__What is being asked__
Can you copy these lines exactly, starting at the line that contains "Query: reflection of trees" and stopping after the line that contains "104 94 L 104"?

__Available records__
►

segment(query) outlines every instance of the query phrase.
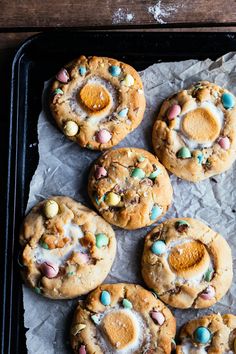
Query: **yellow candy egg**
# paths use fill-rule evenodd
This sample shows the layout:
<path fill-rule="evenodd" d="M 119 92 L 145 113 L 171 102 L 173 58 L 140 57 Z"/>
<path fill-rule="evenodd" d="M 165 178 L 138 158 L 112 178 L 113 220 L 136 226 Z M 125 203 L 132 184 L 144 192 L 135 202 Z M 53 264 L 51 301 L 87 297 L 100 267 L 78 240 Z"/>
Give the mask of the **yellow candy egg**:
<path fill-rule="evenodd" d="M 107 194 L 106 198 L 105 198 L 105 202 L 109 205 L 109 206 L 116 206 L 117 204 L 120 203 L 120 196 L 114 192 L 110 192 Z"/>
<path fill-rule="evenodd" d="M 64 132 L 67 136 L 75 136 L 79 131 L 78 124 L 73 122 L 73 120 L 68 120 L 64 125 Z"/>
<path fill-rule="evenodd" d="M 46 218 L 52 219 L 59 212 L 59 206 L 55 200 L 47 200 L 44 205 L 44 214 Z"/>

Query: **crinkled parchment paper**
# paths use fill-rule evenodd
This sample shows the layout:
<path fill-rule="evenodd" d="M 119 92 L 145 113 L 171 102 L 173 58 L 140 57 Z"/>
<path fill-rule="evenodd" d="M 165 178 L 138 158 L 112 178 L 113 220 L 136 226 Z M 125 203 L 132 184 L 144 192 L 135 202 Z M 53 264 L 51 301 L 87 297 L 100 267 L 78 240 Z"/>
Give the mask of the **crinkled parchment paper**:
<path fill-rule="evenodd" d="M 187 60 L 154 64 L 141 72 L 147 98 L 142 124 L 119 146 L 135 146 L 152 152 L 151 130 L 163 99 L 198 80 L 213 81 L 236 94 L 236 54 L 229 53 L 216 62 Z M 47 87 L 47 85 L 46 85 Z M 68 195 L 91 207 L 87 195 L 87 178 L 91 163 L 99 152 L 81 149 L 67 140 L 44 110 L 38 121 L 39 165 L 30 185 L 28 208 L 50 195 Z M 195 217 L 222 233 L 229 241 L 236 265 L 236 164 L 228 172 L 197 184 L 171 176 L 173 204 L 165 218 Z M 149 228 L 124 231 L 116 228 L 117 255 L 106 282 L 142 284 L 140 257 L 143 238 Z M 52 301 L 24 287 L 27 348 L 32 354 L 70 353 L 68 333 L 76 305 L 73 301 Z M 178 325 L 188 319 L 211 312 L 236 313 L 236 277 L 228 294 L 208 310 L 174 310 Z"/>

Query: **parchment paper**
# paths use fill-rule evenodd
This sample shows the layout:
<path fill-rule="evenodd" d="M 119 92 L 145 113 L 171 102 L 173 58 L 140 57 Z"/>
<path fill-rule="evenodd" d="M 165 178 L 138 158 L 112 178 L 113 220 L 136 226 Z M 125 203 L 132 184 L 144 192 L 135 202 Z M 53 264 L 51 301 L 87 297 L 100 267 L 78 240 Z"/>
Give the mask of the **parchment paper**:
<path fill-rule="evenodd" d="M 187 60 L 154 64 L 142 71 L 147 109 L 142 124 L 119 146 L 135 146 L 152 152 L 151 129 L 163 99 L 198 80 L 213 81 L 236 94 L 236 54 L 228 53 L 216 62 Z M 47 84 L 45 84 L 47 87 Z M 50 195 L 68 195 L 91 207 L 87 195 L 87 177 L 91 163 L 99 152 L 81 149 L 67 140 L 55 127 L 47 112 L 47 90 L 38 121 L 39 164 L 30 185 L 27 210 Z M 171 217 L 195 217 L 222 233 L 229 241 L 236 265 L 236 164 L 228 172 L 196 184 L 171 176 L 174 188 L 172 207 L 161 220 Z M 153 227 L 153 226 L 152 226 Z M 143 284 L 140 256 L 143 238 L 149 228 L 124 231 L 115 228 L 118 249 L 106 282 Z M 235 272 L 236 273 L 236 272 Z M 68 341 L 73 301 L 52 301 L 24 287 L 24 308 L 29 354 L 71 353 Z M 228 294 L 208 310 L 174 310 L 178 326 L 195 316 L 211 312 L 236 313 L 236 277 Z"/>

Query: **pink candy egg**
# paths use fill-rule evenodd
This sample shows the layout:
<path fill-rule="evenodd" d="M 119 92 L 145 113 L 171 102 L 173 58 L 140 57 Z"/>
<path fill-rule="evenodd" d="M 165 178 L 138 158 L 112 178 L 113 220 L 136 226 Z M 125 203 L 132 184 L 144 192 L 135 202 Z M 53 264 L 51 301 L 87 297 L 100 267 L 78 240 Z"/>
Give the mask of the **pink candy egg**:
<path fill-rule="evenodd" d="M 59 272 L 59 267 L 57 264 L 51 262 L 44 262 L 41 264 L 40 269 L 45 277 L 51 279 L 55 278 Z"/>
<path fill-rule="evenodd" d="M 167 117 L 169 120 L 175 119 L 181 112 L 181 107 L 178 104 L 173 104 L 168 110 Z"/>
<path fill-rule="evenodd" d="M 111 133 L 106 129 L 99 130 L 96 134 L 96 140 L 100 144 L 106 144 L 111 140 Z"/>
<path fill-rule="evenodd" d="M 88 263 L 89 261 L 89 256 L 87 253 L 81 253 L 81 252 L 78 252 L 79 254 L 79 258 L 81 260 L 82 263 Z"/>
<path fill-rule="evenodd" d="M 159 311 L 152 311 L 151 317 L 154 321 L 156 321 L 160 326 L 165 322 L 164 315 Z"/>
<path fill-rule="evenodd" d="M 85 345 L 81 345 L 79 348 L 79 354 L 86 354 Z"/>
<path fill-rule="evenodd" d="M 69 74 L 66 69 L 62 68 L 56 75 L 56 79 L 63 84 L 67 84 L 69 81 Z"/>
<path fill-rule="evenodd" d="M 204 300 L 211 300 L 215 296 L 215 289 L 213 286 L 208 286 L 206 290 L 201 293 L 201 298 Z"/>
<path fill-rule="evenodd" d="M 222 147 L 222 149 L 224 150 L 228 150 L 230 148 L 230 141 L 229 138 L 227 136 L 220 138 L 218 140 L 218 144 L 220 145 L 220 147 Z"/>
<path fill-rule="evenodd" d="M 96 166 L 94 176 L 96 179 L 107 176 L 107 170 L 104 167 Z"/>

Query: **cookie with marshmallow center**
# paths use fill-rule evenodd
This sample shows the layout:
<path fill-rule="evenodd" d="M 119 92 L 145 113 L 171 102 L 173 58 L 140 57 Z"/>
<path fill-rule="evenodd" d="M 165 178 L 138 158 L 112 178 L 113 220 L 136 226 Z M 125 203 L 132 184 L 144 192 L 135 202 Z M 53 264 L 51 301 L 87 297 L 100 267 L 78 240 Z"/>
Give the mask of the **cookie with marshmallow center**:
<path fill-rule="evenodd" d="M 154 155 L 138 148 L 104 153 L 91 169 L 88 192 L 105 220 L 130 230 L 160 219 L 173 194 L 164 166 Z"/>
<path fill-rule="evenodd" d="M 176 176 L 197 182 L 228 170 L 236 158 L 236 101 L 201 81 L 167 98 L 153 126 L 154 150 Z"/>
<path fill-rule="evenodd" d="M 22 275 L 38 294 L 71 299 L 108 275 L 116 253 L 111 226 L 69 197 L 53 196 L 26 216 L 21 233 Z"/>
<path fill-rule="evenodd" d="M 175 318 L 154 294 L 139 285 L 104 284 L 79 302 L 71 345 L 81 354 L 169 354 L 175 332 Z"/>
<path fill-rule="evenodd" d="M 236 316 L 211 314 L 189 321 L 180 332 L 176 354 L 236 352 Z"/>
<path fill-rule="evenodd" d="M 165 303 L 207 308 L 230 288 L 231 249 L 220 234 L 196 219 L 170 219 L 146 236 L 142 275 Z"/>
<path fill-rule="evenodd" d="M 142 121 L 141 78 L 128 64 L 81 56 L 62 68 L 51 87 L 50 109 L 62 132 L 94 150 L 118 144 Z"/>

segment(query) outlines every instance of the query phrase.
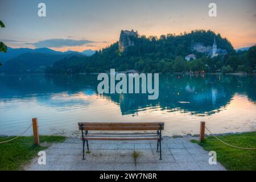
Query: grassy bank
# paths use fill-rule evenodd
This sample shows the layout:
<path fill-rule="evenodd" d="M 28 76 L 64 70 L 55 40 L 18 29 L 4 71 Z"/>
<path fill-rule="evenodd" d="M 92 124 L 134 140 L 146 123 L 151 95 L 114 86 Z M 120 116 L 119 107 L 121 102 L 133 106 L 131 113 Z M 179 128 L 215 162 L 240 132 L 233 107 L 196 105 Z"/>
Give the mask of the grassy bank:
<path fill-rule="evenodd" d="M 256 147 L 256 132 L 217 136 L 223 141 L 242 147 Z M 197 142 L 207 151 L 215 151 L 217 160 L 229 170 L 256 170 L 256 150 L 238 149 L 226 146 L 213 136 Z"/>
<path fill-rule="evenodd" d="M 0 137 L 0 142 L 13 137 Z M 28 163 L 39 151 L 46 149 L 51 143 L 62 142 L 65 139 L 59 136 L 40 136 L 41 146 L 34 144 L 32 136 L 21 136 L 13 141 L 0 144 L 0 170 L 22 169 L 22 165 Z"/>

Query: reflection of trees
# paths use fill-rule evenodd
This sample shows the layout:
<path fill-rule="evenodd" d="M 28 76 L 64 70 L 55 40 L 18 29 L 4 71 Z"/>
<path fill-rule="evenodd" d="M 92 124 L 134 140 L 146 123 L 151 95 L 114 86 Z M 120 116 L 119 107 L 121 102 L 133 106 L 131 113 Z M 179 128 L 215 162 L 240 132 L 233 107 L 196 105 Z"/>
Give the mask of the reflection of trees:
<path fill-rule="evenodd" d="M 104 94 L 104 97 L 119 104 L 123 114 L 154 106 L 168 110 L 210 113 L 228 104 L 235 93 L 246 94 L 254 102 L 256 100 L 255 77 L 164 75 L 159 79 L 159 97 L 156 100 L 148 100 L 147 94 Z M 96 75 L 0 76 L 0 98 L 47 94 L 47 97 L 64 92 L 70 96 L 79 92 L 93 94 L 97 93 L 98 82 Z M 81 105 L 84 101 L 71 103 Z M 48 104 L 54 106 L 56 103 L 48 102 Z"/>

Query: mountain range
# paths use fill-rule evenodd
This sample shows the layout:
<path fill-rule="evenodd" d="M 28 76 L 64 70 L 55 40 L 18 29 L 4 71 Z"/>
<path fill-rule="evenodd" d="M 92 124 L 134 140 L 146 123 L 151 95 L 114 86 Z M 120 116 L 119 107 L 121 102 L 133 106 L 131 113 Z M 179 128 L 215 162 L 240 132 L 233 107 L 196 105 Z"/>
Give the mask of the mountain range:
<path fill-rule="evenodd" d="M 11 47 L 8 47 L 7 52 L 6 53 L 0 52 L 0 61 L 2 63 L 4 63 L 7 61 L 17 57 L 18 56 L 26 53 L 42 53 L 46 54 L 70 54 L 76 53 L 77 55 L 85 55 L 87 56 L 90 56 L 95 53 L 96 51 L 92 51 L 91 49 L 85 50 L 82 52 L 77 51 L 73 51 L 68 50 L 66 52 L 63 52 L 60 51 L 56 51 L 48 48 L 39 48 L 36 49 L 31 49 L 28 48 L 13 48 Z"/>
<path fill-rule="evenodd" d="M 0 67 L 0 73 L 44 73 L 47 67 L 61 59 L 72 56 L 90 56 L 95 52 L 89 49 L 82 52 L 71 50 L 63 52 L 48 48 L 30 49 L 9 47 L 7 53 L 0 52 L 0 60 L 3 64 Z"/>

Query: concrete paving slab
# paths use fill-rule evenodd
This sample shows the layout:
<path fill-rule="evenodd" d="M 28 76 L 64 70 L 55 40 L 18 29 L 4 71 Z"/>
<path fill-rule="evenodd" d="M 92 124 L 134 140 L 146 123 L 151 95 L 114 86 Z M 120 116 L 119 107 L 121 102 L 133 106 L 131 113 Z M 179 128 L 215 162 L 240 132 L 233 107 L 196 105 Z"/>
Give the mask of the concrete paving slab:
<path fill-rule="evenodd" d="M 156 141 L 89 141 L 89 154 L 82 160 L 82 142 L 67 138 L 46 150 L 46 165 L 39 165 L 38 158 L 25 170 L 225 170 L 219 163 L 210 165 L 208 152 L 192 143 L 187 137 L 164 137 L 162 158 L 156 152 Z M 86 148 L 85 148 L 86 149 Z M 85 150 L 86 151 L 86 150 Z M 138 154 L 136 160 L 133 153 Z"/>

◄

__Response to this task__
Query: reflection of trees
# paths use fill-rule evenodd
This sample shows the layout:
<path fill-rule="evenodd" d="M 28 76 L 64 70 L 55 40 L 18 29 L 4 71 Z"/>
<path fill-rule="evenodd" d="M 92 124 L 134 140 L 146 123 L 151 95 L 114 86 Z M 120 116 L 119 107 L 121 102 L 133 106 L 131 113 Z M 179 128 L 215 162 L 240 132 L 233 107 L 196 105 Z"/>
Give the mask of the reflection of trees:
<path fill-rule="evenodd" d="M 104 94 L 104 97 L 119 104 L 123 114 L 154 106 L 168 110 L 210 113 L 228 104 L 235 93 L 246 94 L 254 102 L 256 100 L 255 77 L 164 75 L 159 79 L 159 97 L 156 100 L 148 100 L 147 94 Z M 96 75 L 0 76 L 0 98 L 47 94 L 47 97 L 64 92 L 70 96 L 79 92 L 93 94 L 97 93 L 98 82 Z M 81 105 L 84 101 L 71 103 Z M 48 104 L 54 106 L 56 103 L 48 102 Z"/>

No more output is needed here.